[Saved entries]

-------------------------

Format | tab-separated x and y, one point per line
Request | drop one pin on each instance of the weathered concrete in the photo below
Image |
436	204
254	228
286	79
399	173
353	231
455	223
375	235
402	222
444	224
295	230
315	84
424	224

-------------------------

Your objective >>
Each record above has to be retyped exactly, with nothing left out.

Result of the task >>
Format | tab-separated x and y, one point per line
Request | drop one pin on each instance of the weathered concrete in the photo below
Image |
436	204
254	228
286	79
399	173
353	231
455	223
375	235
402	222
444	224
295	230
315	84
424	224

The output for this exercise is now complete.